**TAREAS POR HACER:**
• A. Indica si cada una de estas afirmaciones concuerda con el texto sobre el malecón y cita las palabras exactas del texto que lo deciden: (i) quien escribe se opone a los restaurantes; (ii) el malecón se describe como un espacio accesible para todos; (iii) el océano que se menciona es el Pacífico.
• B. Prosigue el texto sobre el malecón a partir de la última oración de su último párrafo.

**TEXTO MOSTRADO:**

══════════════════════════════

Es imposible no notar cómo, poco a poco, las vistas al océano van siendo obstruidas por las paredes de restaurantes que, si bien contribuyen a la economía, van cerrando el acceso libre a la belleza natural que ha sido parte de nuestra identidad. La idea de tener negocios frente al mar no es negativa por sí misma, pero debemos preguntarnos: ¿quién está ganando realmente con esta ocupación desmedida del espacio público? No puedo evitar imaginar lo que será de este lugar cuando, en lugar de disfrutar de la vista panorámica del Atlántico, la gente tenga que conformarse con mirar una pared.
¿Y qué hay de aquellos que no pueden pagar una cena en un restaurante frente al mar? El malecón siempre ha sido un espacio democrático, libre, accesible para todos. Lo que estamos perdiendo con cada nueva construcción que se levanta es la posibilidad de que todos, sin distinción de recursos, podamos disfrutar de lo mismo: un paseo tranquilo frente al mar, una tarde de reflexión, un respiro de la rutina diaria. Para las familias que no tienen la posibilidad de acceder a los restaurantes más exclusivos, el malecón es su espacio. Para los niños que, junto a sus padres, esperan ansiosos las olas del mar, el malecón representa un lugar de esparcimiento libre. Si cerramos el malecón con paredes, ¿qué les quedará a ellos?
Estamos, sin lugar a duda, ante un dilema crucial: ¿hasta qué punto estamos dispuestos a permitir que el desarrollo económico y el crecimiento de los negocios se impongan sobre el derecho colectivo a disfrutar de un bien común? No estamos en contra de los restaurantes ni del progreso, pero sí nos oponemos a que se siga cerrando el malecón a la vista del mar y a la gente. No se trata de frenar el desarrollo, sino de encontrar un equilibrio que permita que todos, tanto los que pueden pagar como los que no, sigan teniendo acceso a este patrimonio que es de todos.

══════════════════════════════

Datos de origen:
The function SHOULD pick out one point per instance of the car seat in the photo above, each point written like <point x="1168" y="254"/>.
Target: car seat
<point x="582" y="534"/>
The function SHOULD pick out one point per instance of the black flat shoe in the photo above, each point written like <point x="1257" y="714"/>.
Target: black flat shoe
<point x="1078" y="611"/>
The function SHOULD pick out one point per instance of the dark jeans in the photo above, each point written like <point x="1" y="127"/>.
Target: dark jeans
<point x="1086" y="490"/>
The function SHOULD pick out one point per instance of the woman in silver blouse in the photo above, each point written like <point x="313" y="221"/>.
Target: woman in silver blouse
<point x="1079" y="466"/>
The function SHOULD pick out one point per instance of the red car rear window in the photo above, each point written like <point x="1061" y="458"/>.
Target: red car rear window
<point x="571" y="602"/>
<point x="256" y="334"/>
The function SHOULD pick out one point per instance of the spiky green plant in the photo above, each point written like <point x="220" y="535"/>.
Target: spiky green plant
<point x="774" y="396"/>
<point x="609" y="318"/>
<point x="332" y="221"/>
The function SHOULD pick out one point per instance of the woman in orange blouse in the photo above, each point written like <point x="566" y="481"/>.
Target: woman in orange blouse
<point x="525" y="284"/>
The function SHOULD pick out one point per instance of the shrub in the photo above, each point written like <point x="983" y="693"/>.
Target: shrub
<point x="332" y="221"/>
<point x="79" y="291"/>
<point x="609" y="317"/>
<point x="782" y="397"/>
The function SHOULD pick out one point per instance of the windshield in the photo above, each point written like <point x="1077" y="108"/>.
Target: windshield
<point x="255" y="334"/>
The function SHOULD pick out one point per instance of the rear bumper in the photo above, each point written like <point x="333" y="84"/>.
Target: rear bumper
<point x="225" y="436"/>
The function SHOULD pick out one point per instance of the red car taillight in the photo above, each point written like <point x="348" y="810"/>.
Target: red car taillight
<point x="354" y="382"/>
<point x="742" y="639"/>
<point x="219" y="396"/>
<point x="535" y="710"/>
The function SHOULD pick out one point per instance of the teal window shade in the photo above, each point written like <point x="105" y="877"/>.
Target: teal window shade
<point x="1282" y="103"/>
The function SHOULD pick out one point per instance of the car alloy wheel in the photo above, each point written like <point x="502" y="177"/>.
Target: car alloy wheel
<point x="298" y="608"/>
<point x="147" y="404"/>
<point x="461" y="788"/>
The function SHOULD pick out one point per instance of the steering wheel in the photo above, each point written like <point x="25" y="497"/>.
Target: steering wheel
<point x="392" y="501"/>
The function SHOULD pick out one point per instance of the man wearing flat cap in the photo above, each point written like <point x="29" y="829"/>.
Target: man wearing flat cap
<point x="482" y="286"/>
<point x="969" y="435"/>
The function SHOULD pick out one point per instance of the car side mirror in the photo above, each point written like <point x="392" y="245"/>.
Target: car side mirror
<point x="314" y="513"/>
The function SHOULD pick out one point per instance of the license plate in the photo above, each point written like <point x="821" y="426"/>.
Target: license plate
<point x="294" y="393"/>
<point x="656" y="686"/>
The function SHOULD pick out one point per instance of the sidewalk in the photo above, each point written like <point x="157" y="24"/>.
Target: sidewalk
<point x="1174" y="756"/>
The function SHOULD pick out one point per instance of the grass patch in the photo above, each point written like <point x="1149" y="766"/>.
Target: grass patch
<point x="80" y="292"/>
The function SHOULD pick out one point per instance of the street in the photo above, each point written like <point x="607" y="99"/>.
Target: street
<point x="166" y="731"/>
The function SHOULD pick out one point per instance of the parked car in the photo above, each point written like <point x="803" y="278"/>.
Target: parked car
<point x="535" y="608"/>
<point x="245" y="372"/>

══════════════════════════════

**TAREAS RESUELTAS:**
• A. (i) No: «No estamos en contra de los restaurantes ni del progreso». (ii) Sí: «El malecón siempre ha sido un espacio democrático, libre, accesible para todos». (iii) No: «la vista panorámica del Atlántico».

• B.
Este llamado no es solo para las autoridades competentes, sino también para la comunidad en general. Necesitamos ser conscientes de que el malecón es un símbolo de nuestra identidad cultural y de nuestra historia. No debemos permitir que, por un crecimiento desmedido, se altere la esencia de este lugar, que se pierda su capacidad de ser un espacio para todos, sin barreras. Es hora de repensar el modelo de desarrollo en el malecón, de asegurar que este espacio siga siendo accesible y disfrutable para todos, y que, sobre todo, no dejemos que las paredes nos arrebaten lo que nos pertenece como pueblo.
Puerto Plata es una ciudad que sigue creciendo y tiene el potencial de convertirse en un destino turístico aún más atractivo. Pero ese crecimiento no debe ocurrir a expensas de lo que nos hace únicos. El malecón debe seguir siendo ese lugar donde todos podamos sentarnos a admirar el mar, un espacio libre de barreras que nos conecte con lo que realmente importa. Por eso, hago un llamado a las autoridades y a todos los ciudadanos: mantengamos el malecón como lo que es, un patrimonio común, un espacio libre y abierto para todos. No dejemos que el desarrollo se convierta en un obstáculo para disfrutar de lo que verdaderamente importa: nuestra identidad, nuestra comunidad y, por supuesto, nuestro mar.